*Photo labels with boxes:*
----------------
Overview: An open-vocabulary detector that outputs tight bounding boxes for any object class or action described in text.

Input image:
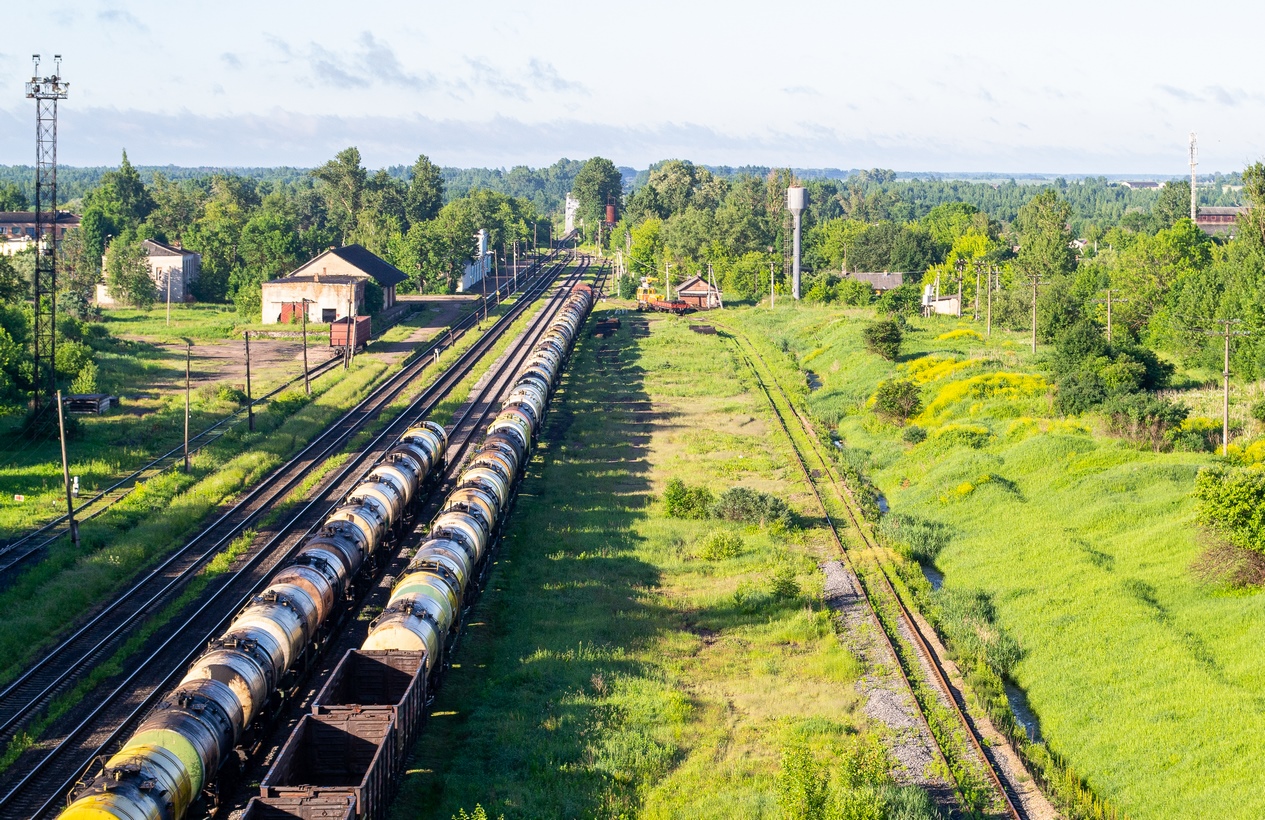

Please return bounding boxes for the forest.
[0,147,1265,417]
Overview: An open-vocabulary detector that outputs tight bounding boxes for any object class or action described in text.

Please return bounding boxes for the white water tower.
[787,187,808,300]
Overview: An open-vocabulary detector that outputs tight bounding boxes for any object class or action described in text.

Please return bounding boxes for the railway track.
[0,356,343,579]
[0,253,579,816]
[0,249,564,590]
[225,259,610,811]
[42,263,594,817]
[717,324,1027,820]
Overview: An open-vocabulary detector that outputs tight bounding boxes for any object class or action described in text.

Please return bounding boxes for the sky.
[0,0,1265,176]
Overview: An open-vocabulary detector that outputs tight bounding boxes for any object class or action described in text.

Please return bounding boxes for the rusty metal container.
[312,649,426,766]
[259,710,398,820]
[242,796,355,820]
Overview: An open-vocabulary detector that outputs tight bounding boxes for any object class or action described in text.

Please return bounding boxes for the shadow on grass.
[392,316,679,817]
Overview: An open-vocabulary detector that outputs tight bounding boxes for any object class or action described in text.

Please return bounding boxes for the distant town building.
[96,239,202,308]
[0,211,80,256]
[457,228,492,294]
[674,276,724,310]
[261,244,409,324]
[844,271,918,294]
[1194,205,1250,237]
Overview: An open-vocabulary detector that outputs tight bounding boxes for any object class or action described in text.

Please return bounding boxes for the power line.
[27,54,70,413]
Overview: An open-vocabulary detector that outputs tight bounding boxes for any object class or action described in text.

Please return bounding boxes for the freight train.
[59,285,593,820]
----------------
*What you have to do:* Retype the material above line for line without changing any wording, omitting the pictures.

*Result of the exercise:*
Overview: An open-vocabulary detector that outputs tight bounding boxes for any object class or action described in text.

Input image:

Please return bounding boxes for the forest.
[0,147,1265,417]
Overview: An open-vocabulary detector that outputs tight bounding boxes for any object class or action described in text.

Please return bounding boxes for the white water tower.
[787,187,808,300]
Overview: An open-vocabulary detector that outputs tight bounding boxes for any object class or action described in text.

Please return bounding boxes for the railway track.
[0,356,343,579]
[0,253,579,816]
[0,249,564,590]
[225,259,610,811]
[42,263,594,817]
[717,324,1027,820]
Overview: An open-vocabulary detector that outputs tight bounding boxes for any object class or action described in text.

Please return bounding boxes for the sky.
[0,0,1265,176]
Overview: An open-vocabulary detector that outputs tight bounding boxes for any object class or action described in text.

Please return bounding boxes for the rusty metal container.
[312,649,426,766]
[259,710,398,820]
[242,796,355,820]
Overview: An open-vocabulary detector that outputs tight bounding boxes for any object class or action described in text.

Please return bounding boxes for the shadow on grass.
[392,316,679,817]
Overview: An open-vocabulary detector that outputs tight bounding boxes for any object class or action described in text.

Please return bounding boxes for the distant town building.
[96,239,202,308]
[0,211,80,256]
[457,228,492,294]
[674,276,724,310]
[261,244,409,324]
[844,271,918,294]
[1194,205,1250,237]
Overview: An open-vocabulary detector that outputs tight bounding boxes for any object class or action described in text.

Please return bounding boxes for the power line.
[27,54,70,413]
Overview: An open-vocabulary detector that outputs tight bounding boxes for any object class or action described in text.

Please return bounding boxes for the freight train.
[59,285,593,820]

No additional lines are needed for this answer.